== REQUIREMENT ==
If a line in the data below holds the word "like", include it in the count. Give only the final number.
EXERCISE DATA Block Start
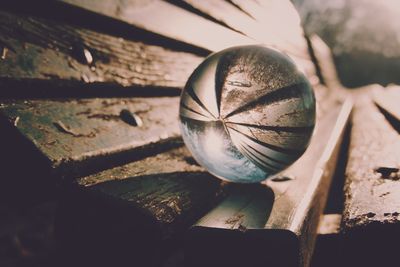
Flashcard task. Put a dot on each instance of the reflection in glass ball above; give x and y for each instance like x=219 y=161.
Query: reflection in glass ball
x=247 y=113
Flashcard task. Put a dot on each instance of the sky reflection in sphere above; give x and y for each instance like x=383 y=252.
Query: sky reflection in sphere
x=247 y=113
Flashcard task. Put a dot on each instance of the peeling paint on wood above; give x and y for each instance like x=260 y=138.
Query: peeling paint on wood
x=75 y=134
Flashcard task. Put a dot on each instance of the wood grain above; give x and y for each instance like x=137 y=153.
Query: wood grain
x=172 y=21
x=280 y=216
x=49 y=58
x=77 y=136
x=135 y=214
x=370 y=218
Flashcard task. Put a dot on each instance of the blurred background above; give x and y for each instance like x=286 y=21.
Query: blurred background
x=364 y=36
EXERCISE DATA Block End
EXERCISE DATA Block Start
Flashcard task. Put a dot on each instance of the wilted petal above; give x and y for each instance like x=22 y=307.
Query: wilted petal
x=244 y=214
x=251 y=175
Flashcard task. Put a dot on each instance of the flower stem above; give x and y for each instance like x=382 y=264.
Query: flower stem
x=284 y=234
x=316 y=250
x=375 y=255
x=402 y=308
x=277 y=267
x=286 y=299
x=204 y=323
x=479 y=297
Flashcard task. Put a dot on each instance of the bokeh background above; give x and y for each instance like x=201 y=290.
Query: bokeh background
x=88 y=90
EXERCISE DATA Block End
== WRITTEN RESPONSE ==
8